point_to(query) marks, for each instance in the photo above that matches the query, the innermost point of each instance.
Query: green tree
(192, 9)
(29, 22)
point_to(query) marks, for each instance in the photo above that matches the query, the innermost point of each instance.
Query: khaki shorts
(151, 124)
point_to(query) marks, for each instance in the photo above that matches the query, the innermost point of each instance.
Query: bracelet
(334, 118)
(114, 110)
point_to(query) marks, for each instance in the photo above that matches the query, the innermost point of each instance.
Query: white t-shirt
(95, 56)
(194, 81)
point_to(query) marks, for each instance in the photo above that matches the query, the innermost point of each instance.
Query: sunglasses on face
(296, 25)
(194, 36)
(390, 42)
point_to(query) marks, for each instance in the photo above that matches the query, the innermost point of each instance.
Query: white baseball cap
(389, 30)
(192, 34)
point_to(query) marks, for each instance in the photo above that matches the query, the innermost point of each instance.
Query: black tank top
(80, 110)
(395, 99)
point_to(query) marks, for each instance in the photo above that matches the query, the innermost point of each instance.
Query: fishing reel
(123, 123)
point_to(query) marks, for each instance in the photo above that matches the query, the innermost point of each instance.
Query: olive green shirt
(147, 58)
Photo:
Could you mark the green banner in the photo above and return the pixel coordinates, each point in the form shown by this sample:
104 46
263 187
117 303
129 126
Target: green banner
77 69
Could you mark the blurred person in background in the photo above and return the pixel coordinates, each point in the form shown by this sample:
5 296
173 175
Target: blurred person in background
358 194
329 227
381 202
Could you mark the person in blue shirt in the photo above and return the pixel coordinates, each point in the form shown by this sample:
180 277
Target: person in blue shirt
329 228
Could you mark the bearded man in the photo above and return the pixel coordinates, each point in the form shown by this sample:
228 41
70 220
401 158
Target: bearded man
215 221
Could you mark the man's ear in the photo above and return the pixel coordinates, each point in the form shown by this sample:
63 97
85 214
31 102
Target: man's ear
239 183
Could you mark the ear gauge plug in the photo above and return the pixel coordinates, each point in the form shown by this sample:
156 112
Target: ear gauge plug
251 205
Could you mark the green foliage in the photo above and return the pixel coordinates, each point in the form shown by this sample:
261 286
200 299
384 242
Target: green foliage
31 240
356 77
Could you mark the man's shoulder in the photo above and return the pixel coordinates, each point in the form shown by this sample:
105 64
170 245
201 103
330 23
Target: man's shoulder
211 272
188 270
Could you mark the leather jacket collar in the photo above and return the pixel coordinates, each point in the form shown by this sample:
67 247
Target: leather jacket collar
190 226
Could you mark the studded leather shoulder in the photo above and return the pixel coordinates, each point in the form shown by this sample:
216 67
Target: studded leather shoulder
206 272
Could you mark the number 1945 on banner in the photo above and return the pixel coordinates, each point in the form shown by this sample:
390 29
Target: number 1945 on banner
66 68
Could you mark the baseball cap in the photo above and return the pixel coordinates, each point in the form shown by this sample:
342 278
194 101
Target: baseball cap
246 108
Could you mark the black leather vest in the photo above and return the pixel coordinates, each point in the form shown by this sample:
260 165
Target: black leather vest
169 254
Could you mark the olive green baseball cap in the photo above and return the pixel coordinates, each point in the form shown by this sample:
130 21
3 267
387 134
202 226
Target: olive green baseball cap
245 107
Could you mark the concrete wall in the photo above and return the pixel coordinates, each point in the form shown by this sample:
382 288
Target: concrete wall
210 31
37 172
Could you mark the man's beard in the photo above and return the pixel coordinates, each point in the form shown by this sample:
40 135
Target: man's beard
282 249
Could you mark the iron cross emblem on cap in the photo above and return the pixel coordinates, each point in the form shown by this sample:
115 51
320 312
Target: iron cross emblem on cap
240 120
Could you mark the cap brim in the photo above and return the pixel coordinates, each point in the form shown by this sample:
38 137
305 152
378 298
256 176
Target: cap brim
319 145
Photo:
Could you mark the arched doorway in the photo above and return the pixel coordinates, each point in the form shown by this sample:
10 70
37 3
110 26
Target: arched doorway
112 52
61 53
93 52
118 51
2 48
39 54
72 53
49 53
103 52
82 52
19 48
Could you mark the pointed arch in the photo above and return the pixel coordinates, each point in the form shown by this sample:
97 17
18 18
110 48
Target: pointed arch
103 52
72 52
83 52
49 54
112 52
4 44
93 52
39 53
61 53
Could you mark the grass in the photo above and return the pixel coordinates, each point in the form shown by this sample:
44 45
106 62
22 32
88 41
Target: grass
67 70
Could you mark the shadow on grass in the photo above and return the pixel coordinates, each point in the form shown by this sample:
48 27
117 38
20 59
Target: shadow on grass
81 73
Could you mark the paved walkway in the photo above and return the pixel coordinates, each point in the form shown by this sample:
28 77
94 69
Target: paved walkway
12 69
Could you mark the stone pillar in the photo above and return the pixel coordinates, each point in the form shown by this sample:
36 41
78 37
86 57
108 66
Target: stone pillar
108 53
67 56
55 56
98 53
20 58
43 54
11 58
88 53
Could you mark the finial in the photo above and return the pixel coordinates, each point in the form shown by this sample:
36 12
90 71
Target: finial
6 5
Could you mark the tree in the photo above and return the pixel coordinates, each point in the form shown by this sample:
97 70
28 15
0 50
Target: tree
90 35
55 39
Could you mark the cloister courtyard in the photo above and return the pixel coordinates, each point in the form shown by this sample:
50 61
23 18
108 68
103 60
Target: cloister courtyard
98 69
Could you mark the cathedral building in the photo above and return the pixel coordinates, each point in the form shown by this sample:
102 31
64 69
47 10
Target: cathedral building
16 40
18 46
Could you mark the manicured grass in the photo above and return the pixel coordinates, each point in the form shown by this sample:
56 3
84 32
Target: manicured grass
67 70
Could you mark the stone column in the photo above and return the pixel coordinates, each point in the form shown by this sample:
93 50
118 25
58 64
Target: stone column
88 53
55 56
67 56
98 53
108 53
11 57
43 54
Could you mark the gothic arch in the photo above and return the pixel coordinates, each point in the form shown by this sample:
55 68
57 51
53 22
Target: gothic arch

### TASK ITEM
Please transcribe exactly the lines above from the line that has "Could you mark the olive" up to and including the line that has "Could you mark the iron"; no other line belongs in the answer.

### OUTPUT OF THE EXERCISE
Could you mark the olive green baseball cap in the photo above and return the pixel coordinates, each point in the form shown by this sample:
130 21
3 267
387 134
202 226
Target: olive green baseball cap
245 107
Could you mark the concrete wall in the photo above and return the pixel coordinates, each point in the form shown by this sample:
382 288
Target: concrete wall
210 31
37 172
Could you mark the man's beard in the photo above and return the pixel coordinates, each point in the form shown by this sample:
40 135
Target: man's beard
282 249
Could you mark the iron cross emblem on cap in the photo above and return the pixel coordinates, each point in the form shown by this sample:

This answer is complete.